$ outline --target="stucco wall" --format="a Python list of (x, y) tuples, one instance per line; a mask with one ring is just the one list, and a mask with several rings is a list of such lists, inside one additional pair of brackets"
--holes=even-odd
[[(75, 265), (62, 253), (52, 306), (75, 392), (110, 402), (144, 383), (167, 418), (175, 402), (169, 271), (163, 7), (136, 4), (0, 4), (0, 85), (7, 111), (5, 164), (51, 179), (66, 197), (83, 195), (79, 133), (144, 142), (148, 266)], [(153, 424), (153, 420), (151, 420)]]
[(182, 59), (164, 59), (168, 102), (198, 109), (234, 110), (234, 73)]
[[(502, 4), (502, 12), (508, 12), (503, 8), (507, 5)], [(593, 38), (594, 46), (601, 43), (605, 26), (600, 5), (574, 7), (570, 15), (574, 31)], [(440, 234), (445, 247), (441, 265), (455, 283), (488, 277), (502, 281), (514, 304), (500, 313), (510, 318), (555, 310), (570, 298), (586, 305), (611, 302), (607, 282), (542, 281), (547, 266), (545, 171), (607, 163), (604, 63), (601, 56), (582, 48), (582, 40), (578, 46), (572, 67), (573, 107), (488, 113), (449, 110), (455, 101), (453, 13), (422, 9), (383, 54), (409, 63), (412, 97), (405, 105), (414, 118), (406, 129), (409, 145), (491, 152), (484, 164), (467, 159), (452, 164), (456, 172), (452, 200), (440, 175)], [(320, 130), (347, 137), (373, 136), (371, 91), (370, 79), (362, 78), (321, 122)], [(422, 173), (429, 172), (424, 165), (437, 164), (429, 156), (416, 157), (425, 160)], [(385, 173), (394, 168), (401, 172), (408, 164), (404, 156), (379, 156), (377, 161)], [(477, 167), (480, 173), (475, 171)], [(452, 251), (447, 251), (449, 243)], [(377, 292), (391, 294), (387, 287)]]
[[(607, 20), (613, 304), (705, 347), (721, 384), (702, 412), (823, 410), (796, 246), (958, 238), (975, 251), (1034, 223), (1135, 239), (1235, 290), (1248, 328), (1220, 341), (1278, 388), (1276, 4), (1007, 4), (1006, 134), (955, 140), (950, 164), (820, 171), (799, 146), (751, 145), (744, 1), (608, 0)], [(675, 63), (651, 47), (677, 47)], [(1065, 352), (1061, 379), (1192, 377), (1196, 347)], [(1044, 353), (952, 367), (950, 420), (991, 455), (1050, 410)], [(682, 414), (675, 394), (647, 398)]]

◆ ◆ ◆ ◆

Copy every line of the records from the first one through the line containing "110), (234, 73)]", both included, character for character.

$ outline --target="stucco wall" --format="a Python list of (x, y) tuples, one instance per line; a mask with one ring is just the one list, and a mask with several rings is a list of such lists, inside one additional pair of brackets"
--holes=even-odd
[[(75, 265), (62, 253), (52, 306), (75, 392), (110, 402), (144, 383), (167, 418), (175, 402), (169, 271), (163, 7), (136, 4), (0, 4), (0, 85), (7, 111), (5, 164), (51, 179), (66, 197), (83, 195), (79, 133), (144, 142), (148, 266)], [(153, 424), (153, 420), (151, 420)]]
[(182, 59), (164, 59), (168, 102), (198, 109), (234, 110), (234, 73)]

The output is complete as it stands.